● **Task statement**
Copy the stretch of rows from the line containing "Note: indicate every instance of the child's hand" through the line containing "Target: clasped hands", swapping "wooden chair" for "oak chair" and keeping everything else the same. Leave the pictures out.

● **Extracted material**
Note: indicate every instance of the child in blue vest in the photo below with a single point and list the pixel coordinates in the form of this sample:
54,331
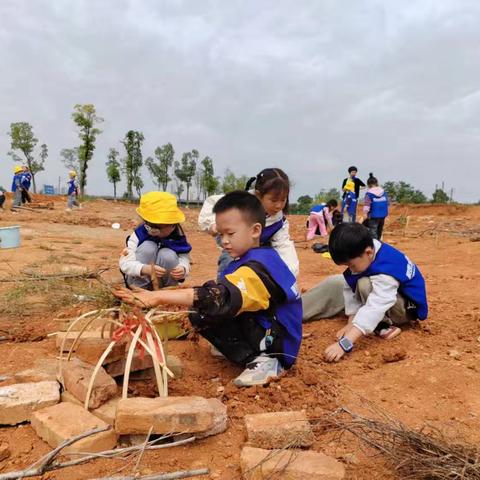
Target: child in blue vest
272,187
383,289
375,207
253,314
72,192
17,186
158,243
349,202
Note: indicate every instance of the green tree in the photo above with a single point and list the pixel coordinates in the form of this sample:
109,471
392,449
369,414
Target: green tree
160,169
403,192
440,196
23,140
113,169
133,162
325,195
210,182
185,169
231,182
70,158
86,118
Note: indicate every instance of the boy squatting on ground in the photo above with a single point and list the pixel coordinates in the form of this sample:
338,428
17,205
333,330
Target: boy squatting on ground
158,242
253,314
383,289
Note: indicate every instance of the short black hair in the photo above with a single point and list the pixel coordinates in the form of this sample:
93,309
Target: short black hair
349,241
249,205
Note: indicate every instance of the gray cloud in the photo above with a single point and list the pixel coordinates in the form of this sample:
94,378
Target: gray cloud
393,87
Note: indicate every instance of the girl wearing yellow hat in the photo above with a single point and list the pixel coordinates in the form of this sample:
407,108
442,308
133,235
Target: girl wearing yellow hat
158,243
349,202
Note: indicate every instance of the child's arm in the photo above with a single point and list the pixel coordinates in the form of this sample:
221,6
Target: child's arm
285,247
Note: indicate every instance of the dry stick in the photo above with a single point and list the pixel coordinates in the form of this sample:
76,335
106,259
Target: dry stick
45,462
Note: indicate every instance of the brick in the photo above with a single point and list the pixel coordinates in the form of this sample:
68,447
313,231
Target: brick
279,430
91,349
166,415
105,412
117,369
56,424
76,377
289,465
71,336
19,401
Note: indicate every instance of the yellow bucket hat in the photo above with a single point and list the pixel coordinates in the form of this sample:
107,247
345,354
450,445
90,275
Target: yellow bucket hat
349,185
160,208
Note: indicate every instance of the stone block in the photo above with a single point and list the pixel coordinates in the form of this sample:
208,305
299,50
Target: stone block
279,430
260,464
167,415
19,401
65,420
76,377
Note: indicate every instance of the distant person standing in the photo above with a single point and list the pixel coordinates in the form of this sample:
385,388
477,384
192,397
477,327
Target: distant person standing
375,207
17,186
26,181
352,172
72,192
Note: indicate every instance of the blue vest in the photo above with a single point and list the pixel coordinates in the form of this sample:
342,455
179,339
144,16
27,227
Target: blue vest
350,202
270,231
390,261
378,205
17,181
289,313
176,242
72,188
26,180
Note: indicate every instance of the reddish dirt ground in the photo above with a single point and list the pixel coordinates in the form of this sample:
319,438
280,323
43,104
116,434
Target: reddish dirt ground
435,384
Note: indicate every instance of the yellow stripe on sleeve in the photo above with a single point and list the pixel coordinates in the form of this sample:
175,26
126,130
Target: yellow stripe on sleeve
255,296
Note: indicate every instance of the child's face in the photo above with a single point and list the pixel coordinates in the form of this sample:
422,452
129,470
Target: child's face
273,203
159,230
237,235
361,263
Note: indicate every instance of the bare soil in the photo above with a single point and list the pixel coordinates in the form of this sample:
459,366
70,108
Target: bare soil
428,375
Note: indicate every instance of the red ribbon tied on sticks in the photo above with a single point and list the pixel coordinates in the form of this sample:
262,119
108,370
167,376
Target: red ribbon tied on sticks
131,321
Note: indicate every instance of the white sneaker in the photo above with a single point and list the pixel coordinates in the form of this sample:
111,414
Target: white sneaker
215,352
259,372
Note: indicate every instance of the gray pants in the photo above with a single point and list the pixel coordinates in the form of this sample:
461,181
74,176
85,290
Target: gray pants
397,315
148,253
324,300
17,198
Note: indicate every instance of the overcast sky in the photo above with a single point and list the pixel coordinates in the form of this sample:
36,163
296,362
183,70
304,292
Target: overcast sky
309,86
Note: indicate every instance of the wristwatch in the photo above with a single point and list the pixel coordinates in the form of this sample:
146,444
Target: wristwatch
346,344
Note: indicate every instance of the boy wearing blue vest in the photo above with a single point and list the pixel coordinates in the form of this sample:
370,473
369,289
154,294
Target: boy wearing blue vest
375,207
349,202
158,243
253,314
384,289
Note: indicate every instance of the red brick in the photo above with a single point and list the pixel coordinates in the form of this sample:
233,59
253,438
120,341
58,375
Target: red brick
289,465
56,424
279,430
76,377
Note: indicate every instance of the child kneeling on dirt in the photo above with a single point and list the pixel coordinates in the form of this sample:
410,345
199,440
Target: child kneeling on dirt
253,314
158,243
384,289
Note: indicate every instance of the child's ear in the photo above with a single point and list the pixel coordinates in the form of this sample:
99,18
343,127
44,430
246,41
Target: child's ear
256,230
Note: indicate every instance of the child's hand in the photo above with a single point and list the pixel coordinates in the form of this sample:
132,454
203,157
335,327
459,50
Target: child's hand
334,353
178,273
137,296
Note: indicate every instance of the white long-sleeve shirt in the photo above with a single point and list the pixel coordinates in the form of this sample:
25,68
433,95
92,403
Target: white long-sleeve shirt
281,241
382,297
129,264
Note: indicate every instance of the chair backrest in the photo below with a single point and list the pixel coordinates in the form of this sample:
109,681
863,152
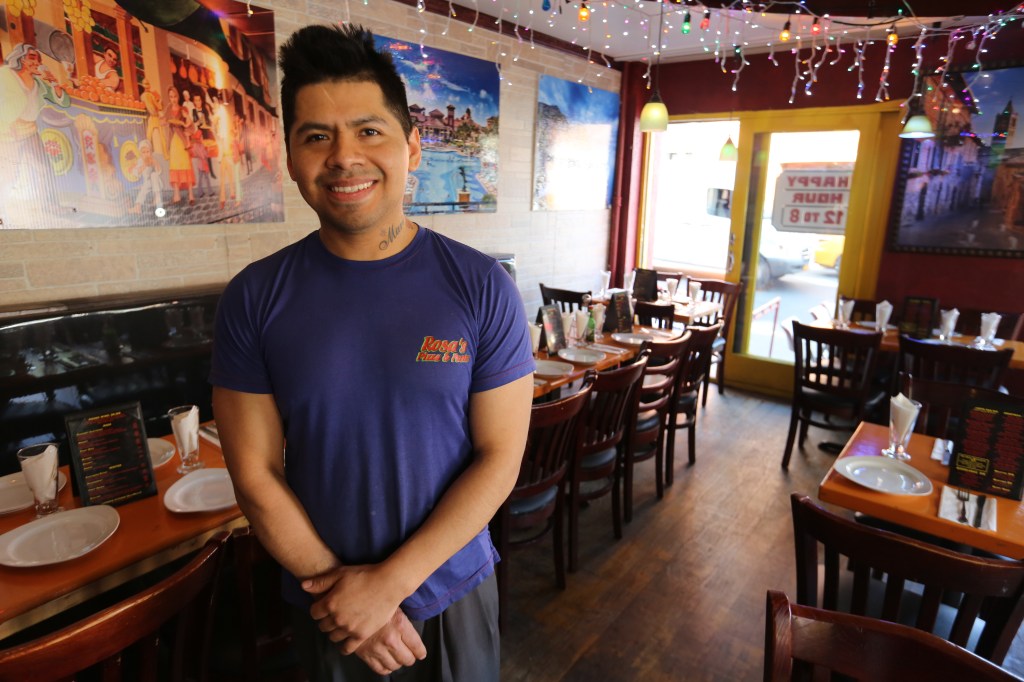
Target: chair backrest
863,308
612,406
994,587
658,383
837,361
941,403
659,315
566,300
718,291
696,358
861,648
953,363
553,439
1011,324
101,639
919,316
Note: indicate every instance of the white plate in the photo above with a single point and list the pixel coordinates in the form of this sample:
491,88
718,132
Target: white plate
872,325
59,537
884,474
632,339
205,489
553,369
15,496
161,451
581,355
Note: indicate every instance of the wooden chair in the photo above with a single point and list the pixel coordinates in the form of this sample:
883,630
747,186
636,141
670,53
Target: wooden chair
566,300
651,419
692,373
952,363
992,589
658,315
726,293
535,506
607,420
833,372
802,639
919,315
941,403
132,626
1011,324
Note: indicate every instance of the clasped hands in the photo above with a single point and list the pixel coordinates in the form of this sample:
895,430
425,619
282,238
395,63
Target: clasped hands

* * *

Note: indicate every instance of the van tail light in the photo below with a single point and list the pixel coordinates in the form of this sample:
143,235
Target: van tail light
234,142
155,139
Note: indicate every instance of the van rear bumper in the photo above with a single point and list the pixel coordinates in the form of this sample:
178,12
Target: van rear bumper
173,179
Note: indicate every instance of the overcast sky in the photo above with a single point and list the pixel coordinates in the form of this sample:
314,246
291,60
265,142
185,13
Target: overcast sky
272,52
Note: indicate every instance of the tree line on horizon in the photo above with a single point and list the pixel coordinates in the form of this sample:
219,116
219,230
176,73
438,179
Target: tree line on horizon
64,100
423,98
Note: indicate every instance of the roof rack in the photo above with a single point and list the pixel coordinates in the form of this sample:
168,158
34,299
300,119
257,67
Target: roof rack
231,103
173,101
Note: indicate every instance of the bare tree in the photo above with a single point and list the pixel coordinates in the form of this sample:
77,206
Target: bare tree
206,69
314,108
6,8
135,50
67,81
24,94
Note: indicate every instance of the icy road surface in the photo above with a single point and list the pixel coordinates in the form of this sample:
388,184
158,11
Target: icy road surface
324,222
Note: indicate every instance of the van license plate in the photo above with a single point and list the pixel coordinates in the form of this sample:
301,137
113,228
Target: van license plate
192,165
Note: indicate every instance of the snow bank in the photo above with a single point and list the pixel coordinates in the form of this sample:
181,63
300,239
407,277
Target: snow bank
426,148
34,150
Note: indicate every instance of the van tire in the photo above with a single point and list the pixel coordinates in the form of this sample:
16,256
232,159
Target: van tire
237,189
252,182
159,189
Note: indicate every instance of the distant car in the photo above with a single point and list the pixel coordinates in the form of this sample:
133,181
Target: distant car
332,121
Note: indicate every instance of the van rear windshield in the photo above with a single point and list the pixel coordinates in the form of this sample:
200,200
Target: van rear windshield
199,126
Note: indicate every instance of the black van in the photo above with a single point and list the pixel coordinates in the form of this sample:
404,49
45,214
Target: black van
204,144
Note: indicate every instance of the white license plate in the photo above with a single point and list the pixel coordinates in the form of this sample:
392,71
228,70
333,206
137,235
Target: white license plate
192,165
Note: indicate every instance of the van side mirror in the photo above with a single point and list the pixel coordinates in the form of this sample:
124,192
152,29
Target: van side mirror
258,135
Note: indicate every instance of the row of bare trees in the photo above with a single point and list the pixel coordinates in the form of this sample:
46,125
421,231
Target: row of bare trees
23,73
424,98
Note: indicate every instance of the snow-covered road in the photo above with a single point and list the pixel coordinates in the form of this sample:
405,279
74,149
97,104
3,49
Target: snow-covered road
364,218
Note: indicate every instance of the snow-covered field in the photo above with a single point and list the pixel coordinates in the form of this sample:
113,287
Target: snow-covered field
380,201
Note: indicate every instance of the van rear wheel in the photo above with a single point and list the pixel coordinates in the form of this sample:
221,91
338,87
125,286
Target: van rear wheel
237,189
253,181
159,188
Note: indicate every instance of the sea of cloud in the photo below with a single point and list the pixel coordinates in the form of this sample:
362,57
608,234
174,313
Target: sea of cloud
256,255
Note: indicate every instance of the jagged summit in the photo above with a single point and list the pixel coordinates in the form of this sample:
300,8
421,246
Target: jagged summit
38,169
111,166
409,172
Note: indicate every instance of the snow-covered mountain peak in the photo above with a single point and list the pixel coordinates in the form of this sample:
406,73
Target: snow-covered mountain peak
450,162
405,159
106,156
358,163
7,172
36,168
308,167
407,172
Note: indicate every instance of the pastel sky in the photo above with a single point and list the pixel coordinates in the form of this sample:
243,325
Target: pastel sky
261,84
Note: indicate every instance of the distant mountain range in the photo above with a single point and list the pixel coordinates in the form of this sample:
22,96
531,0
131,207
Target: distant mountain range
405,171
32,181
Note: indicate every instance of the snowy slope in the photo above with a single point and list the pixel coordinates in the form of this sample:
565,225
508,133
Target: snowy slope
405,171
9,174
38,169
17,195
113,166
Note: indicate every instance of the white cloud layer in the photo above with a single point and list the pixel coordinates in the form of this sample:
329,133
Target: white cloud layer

● **Full solution**
Note: indicate every instance of the child's hand in the photo above with a single point and list the pixel coordinates in the form of this sample:
132,454
203,157
335,327
459,50
Target: child's hand
334,353
178,273
137,296
Note: indicate every instance of the white long-sleeve shirt in the photo above with a single point and list the pixel coordinates in the form of this sample:
25,68
433,95
92,403
Target: white long-sleeve shirt
281,241
382,297
129,264
Note: indicate every instance of the chair backrest in the photo below with a single point and list the pixel coordinates in the form of this sample:
109,681
863,152
Target: chair backrest
863,308
612,406
994,587
658,383
837,361
941,403
659,315
566,300
718,291
696,358
861,648
953,363
553,439
1011,324
101,639
919,316
Note: indicate every instance of the white plate in the photo above with a single point and list the pixel coordinates in the form of this sample:
491,88
718,132
Target: white plate
872,325
59,537
884,474
632,339
205,489
553,369
15,496
161,451
581,355
Note: indicate every instance of the oak chair in the photo above with a single point and list the pixel coordinates in the form of this sample:
883,630
747,186
636,141
670,53
Target: oak chair
566,300
651,419
692,373
952,363
992,589
658,315
726,293
535,506
607,420
833,372
802,639
919,315
941,403
132,626
1011,324
Note: indicate every instance of the clasped hands in the photo above with a single point and list the pixel coordinates in the form of this sample:
895,430
425,619
282,238
395,63
Target: clasped hands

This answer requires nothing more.